**Fonte**
-.-.-
Dissesto, dalle parole ai fatti

Per contrastare e prevenire il rischio idrogeologico occorrono interventi concreti e urgenti. Purtroppo da tempo registriamo la latitanza delle varie istituzioni. La (triste) favola di Trino. Risposta all'articolo dell'on. Bargero

Gentile on. Bargero,
ho letto attentamente il Suo articolo del 18 maggio u.s. pubblicato dallo Spiffero, che trae spunto dal recente rapporto di Legambiente la quale denuncia uno stato di fatto e del rischio che definirlo preoccupantissimo è puro ottimismo. Ma ahimè questo è il risultato di decenni di abbandono del territorio, innanzitutto da parte delle istituzioni perché l’uso e/o la cosiddetta cementificazione è frutto delle regolamentazioni e delle concessioni rilasciate sempre dalle istituzioni stesse. E quindi dal mio punto di vista, la maggiore responsabilità del dissesto crescente è proprio istituzionale. Praticamente un cane che si morde la coda.
-.-.-
**Dati forniti**
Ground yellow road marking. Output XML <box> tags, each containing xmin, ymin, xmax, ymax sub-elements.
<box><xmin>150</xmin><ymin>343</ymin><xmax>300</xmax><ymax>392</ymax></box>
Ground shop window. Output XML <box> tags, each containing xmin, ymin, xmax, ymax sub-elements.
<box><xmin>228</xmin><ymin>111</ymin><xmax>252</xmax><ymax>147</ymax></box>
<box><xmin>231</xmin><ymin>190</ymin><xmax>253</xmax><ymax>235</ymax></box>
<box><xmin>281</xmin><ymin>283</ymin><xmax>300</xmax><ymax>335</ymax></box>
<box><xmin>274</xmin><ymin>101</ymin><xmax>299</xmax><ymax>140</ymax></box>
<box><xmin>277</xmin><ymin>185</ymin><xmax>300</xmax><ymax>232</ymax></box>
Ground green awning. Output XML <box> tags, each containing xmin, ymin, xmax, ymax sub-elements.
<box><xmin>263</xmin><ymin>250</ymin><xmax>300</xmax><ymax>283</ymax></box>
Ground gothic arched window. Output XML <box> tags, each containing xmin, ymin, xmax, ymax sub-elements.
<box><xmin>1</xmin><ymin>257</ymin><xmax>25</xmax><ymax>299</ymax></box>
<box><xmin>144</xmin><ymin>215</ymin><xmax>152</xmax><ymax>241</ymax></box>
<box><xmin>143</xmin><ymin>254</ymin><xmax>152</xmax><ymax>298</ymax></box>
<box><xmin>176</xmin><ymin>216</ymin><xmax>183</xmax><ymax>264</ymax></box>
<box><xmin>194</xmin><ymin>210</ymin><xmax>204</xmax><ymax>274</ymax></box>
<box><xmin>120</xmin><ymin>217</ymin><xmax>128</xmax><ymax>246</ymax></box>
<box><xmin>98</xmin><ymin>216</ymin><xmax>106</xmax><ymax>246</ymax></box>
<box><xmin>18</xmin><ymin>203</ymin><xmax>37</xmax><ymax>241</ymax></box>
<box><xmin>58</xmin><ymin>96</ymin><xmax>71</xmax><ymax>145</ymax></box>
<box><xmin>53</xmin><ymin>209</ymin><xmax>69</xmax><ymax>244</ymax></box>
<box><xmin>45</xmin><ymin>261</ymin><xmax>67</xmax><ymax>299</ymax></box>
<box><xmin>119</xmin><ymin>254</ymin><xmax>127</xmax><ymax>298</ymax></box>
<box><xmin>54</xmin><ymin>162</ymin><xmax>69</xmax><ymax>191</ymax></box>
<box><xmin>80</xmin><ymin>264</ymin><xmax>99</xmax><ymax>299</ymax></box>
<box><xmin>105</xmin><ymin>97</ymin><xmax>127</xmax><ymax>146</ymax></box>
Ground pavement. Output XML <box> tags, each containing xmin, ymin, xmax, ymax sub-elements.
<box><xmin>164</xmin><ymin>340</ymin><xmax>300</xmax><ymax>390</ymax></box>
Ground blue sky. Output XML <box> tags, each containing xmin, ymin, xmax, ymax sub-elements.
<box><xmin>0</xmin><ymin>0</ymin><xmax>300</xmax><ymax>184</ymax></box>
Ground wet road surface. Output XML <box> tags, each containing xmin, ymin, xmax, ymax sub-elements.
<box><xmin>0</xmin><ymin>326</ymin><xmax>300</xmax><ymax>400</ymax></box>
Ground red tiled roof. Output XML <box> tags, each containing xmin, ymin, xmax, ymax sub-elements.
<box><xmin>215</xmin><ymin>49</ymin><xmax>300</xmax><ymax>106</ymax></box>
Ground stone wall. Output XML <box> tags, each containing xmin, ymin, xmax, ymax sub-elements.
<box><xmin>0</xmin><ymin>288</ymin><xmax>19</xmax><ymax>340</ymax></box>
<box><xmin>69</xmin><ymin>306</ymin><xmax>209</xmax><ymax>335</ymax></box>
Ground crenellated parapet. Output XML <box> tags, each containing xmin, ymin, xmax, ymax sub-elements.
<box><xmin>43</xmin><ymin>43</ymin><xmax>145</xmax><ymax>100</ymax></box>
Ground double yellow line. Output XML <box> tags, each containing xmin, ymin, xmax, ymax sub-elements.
-.-.-
**Serie di compiti**
1. Traduci in inglese questa frase della lettera sul dissesto: "E quindi dal mio punto di vista, la maggiore responsabilità del dissesto crescente è proprio istituzionale."
2. Riporta fedelmente dalla lettera sul dissesto il passo che va da "Per contrastare e" fino a "morde la coda.".

**Le risposte**
1. And so, from my point of view, the greatest responsibility for the growing instability lies precisely with the institutions.

2.
Per contrastare e prevenire il rischio idrogeologico occorrono interventi concreti e urgenti. Purtroppo da tempo registriamo la latitanza delle varie istituzioni. La (triste) favola di Trino. Risposta all'articolo dell'on. Bargero

Gentile on. Bargero,
ho letto attentamente il Suo articolo del 18 maggio u.s. pubblicato dallo Spiffero, che trae spunto dal recente rapporto di Legambiente la quale denuncia uno stato di fatto e del rischio che definirlo preoccupantissimo è puro ottimismo. Ma ahimè questo è il risultato di decenni di abbandono del territorio, innanzitutto da parte delle istituzioni perché l’uso e/o la cosiddetta cementificazione è frutto delle regolamentazioni e delle concessioni rilasciate sempre dalle istituzioni stesse. E quindi dal mio punto di vista, la maggiore responsabilità del dissesto crescente è proprio istituzionale. Praticamente un cane che si morde la coda.